Records from a data collection:
/---
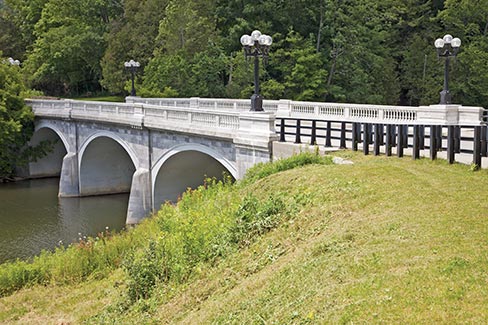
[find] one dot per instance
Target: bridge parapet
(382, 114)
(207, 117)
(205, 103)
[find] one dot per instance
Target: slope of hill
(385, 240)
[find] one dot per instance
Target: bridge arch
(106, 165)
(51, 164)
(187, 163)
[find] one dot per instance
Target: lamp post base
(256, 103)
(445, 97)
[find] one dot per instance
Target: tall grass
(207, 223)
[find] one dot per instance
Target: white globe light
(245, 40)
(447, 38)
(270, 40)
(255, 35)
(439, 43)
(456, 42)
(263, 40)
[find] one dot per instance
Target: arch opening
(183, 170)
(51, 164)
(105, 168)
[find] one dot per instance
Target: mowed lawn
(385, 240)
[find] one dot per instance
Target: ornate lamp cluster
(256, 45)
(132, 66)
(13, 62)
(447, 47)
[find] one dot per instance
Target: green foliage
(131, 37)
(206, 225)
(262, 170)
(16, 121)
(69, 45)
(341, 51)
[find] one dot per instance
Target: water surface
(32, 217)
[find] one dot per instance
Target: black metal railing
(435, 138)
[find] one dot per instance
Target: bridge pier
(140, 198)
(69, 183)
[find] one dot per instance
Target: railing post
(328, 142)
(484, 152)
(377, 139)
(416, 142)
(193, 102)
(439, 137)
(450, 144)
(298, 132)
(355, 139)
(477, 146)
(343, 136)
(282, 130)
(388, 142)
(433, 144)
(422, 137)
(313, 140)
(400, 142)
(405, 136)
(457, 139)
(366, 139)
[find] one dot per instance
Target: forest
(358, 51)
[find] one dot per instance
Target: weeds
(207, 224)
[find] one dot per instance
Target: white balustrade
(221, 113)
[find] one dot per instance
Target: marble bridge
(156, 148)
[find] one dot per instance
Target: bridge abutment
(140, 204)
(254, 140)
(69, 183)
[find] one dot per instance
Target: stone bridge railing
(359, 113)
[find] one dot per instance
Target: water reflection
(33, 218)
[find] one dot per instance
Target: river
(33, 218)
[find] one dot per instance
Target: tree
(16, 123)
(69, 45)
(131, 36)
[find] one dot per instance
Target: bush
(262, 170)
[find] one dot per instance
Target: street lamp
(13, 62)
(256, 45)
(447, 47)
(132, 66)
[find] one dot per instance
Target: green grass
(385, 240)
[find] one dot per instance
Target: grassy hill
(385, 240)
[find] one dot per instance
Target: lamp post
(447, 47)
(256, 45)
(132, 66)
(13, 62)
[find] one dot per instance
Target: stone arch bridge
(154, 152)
\---
> _To do_:
Repeat the records above word for word. Pictures stay out of the copy.

> _Written solution_:
[find] one dot per instance
Target: bridge parapet
(382, 114)
(207, 117)
(205, 103)
[find] one dot per instance
Target: slope of hill
(385, 240)
[find] one dot per instance
Target: bridge arch
(106, 165)
(51, 164)
(187, 163)
[find] one dot per instance
Target: lamp post base
(256, 103)
(445, 97)
[find] one dot per instance
Target: tall grass
(207, 223)
[find] one dot per instance
Target: white globe light
(245, 40)
(447, 38)
(270, 40)
(255, 35)
(439, 43)
(456, 42)
(263, 40)
[find] one dot per instance
Target: arch opening
(183, 170)
(51, 164)
(105, 168)
[find] one dot per instance
Target: mowed lawn
(385, 240)
[find] one dot per instance
Target: ornate lamp cluster
(256, 45)
(132, 66)
(13, 62)
(447, 47)
[find] one dot per instance
Target: green foliage
(131, 37)
(206, 225)
(262, 170)
(16, 121)
(69, 45)
(341, 51)
[find] one dot per instance
Target: water surface
(32, 217)
[find] one dot per instance
Target: black metal railing
(435, 138)
[find] one dot per instance
Target: bridge pier
(140, 198)
(69, 183)
[find] one dot per instance
Target: railing post
(328, 142)
(484, 152)
(377, 139)
(416, 142)
(193, 102)
(439, 137)
(450, 144)
(298, 132)
(355, 139)
(477, 146)
(343, 136)
(282, 130)
(388, 142)
(433, 144)
(422, 137)
(313, 140)
(400, 142)
(405, 136)
(457, 139)
(366, 139)
[find] one dot per instance
Target: forest
(358, 51)
[find] one dot per instance
Target: weeds
(207, 224)
[find] one dot per instance
Target: white balustrade
(221, 113)
[find] one dot per instance
Target: marble bridge
(156, 148)
[find] one dot per instance
Target: bridge abutment
(140, 204)
(254, 140)
(69, 183)
[find] one dot per instance
Target: stone bridge railing
(359, 113)
[find] one dot per instance
Target: water reflection
(33, 218)
[find] one dot per instance
Target: river
(33, 218)
[find] one dot per instance
Target: tree
(16, 123)
(69, 45)
(131, 36)
[find] one dot per instance
Target: bush
(262, 170)
[find] one dot per instance
Target: street lamp
(13, 62)
(256, 45)
(447, 47)
(132, 66)
[find] one dot per instance
Target: green grass
(385, 240)
[find] one dot per instance
Target: grassy hill
(385, 240)
[find] one dot per instance
Target: lamp post
(447, 47)
(256, 45)
(132, 66)
(13, 62)
[find] one dot per instance
Target: stone arch bridge
(154, 152)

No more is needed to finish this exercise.